▶ _Records for processing_:
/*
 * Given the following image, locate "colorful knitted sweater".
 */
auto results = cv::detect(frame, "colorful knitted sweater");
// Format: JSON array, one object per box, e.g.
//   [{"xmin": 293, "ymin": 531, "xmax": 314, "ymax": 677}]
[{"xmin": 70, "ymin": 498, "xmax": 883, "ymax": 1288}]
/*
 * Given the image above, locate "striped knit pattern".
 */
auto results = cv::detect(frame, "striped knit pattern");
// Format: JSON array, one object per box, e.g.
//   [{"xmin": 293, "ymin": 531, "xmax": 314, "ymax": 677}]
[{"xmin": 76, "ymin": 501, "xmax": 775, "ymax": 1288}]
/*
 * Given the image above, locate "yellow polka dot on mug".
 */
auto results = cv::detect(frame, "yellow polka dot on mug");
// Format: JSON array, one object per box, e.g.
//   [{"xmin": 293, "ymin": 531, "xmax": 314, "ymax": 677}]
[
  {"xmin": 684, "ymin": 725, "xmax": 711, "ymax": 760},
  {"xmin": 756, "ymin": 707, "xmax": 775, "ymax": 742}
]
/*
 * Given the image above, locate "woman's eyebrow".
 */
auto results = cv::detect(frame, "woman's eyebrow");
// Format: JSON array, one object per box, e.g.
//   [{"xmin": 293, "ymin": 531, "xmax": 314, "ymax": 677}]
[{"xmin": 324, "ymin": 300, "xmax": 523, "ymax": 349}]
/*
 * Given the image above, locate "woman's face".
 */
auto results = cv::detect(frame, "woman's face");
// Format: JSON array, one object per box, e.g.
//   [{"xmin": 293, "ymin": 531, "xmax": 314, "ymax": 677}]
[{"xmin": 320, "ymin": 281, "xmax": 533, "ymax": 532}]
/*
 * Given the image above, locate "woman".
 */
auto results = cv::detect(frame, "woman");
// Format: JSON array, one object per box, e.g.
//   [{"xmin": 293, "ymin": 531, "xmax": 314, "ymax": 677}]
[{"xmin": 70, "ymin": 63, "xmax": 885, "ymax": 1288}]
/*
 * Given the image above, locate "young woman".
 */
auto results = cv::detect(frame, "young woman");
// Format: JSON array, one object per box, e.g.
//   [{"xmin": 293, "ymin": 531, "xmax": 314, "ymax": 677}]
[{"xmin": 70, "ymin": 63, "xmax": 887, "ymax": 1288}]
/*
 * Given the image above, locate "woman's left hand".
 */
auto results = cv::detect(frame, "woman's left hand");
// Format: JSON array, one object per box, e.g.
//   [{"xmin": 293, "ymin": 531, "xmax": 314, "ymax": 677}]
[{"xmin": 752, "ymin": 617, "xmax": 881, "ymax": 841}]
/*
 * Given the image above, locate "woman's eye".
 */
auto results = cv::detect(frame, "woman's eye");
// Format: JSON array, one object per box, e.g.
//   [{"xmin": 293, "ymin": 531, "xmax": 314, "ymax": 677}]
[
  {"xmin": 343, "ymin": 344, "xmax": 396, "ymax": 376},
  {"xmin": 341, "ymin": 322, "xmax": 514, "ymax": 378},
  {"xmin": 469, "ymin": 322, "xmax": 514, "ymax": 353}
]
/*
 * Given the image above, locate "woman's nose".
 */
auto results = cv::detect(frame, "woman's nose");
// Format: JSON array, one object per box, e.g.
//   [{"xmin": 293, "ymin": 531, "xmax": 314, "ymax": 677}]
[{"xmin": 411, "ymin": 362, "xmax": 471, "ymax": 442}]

▶ _To be done_:
Find every line above that contains the string "striped", and copy each of those lines.

▶ _Result_:
 * Given the image above, locate "striped knit pattern".
auto results = cv::detect(frame, "striped knit pattern");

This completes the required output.